• MATERIAL FOR THIS TASK:

◆ ◆ ◆

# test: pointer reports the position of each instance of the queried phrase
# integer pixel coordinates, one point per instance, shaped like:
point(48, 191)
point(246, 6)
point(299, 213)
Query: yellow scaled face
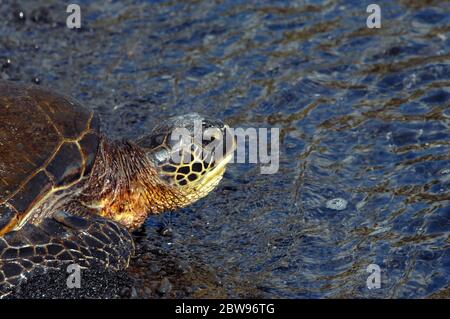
point(197, 169)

◆ ◆ ◆

• ACTIVITY: In the material above, find every line with the word "instance" and show it.

• PROBLEM SOLUTION:
# test: pointer reports the position of each instance of the queried phrase
# integer pixel coordinates, one point per instance, shaped like:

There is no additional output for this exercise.